Recorded data:
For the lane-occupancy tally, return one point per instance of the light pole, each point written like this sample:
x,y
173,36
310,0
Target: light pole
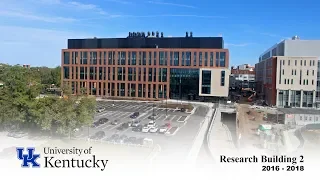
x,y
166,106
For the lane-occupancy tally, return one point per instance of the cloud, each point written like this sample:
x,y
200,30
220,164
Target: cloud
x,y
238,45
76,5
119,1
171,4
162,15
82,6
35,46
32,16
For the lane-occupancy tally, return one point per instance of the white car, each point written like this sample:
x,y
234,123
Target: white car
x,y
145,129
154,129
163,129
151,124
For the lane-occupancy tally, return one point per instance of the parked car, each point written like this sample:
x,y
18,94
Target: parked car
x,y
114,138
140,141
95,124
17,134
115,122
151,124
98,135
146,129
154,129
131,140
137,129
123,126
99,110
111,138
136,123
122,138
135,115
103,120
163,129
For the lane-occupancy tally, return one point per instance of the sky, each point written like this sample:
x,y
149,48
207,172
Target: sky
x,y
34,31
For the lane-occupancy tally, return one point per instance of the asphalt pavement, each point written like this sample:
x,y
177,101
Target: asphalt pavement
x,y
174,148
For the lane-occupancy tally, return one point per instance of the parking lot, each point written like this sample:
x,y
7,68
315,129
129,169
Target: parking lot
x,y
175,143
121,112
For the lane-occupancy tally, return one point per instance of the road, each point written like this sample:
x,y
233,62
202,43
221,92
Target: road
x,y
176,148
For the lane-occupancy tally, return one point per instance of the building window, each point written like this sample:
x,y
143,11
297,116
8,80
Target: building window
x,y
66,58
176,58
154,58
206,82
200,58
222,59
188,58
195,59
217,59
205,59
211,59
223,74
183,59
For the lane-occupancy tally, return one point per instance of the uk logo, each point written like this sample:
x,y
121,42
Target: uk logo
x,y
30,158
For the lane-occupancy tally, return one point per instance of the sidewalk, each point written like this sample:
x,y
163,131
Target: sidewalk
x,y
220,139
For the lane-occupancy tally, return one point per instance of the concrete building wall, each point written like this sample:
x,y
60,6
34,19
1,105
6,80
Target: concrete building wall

• _Task_:
If a line in the records above contains the string "wall", copy that line out.

• _Your solution_:
For the lane-occupancy tally, return one point per instance of the concrete building wall, each point written like this sample:
Target: concrete building wall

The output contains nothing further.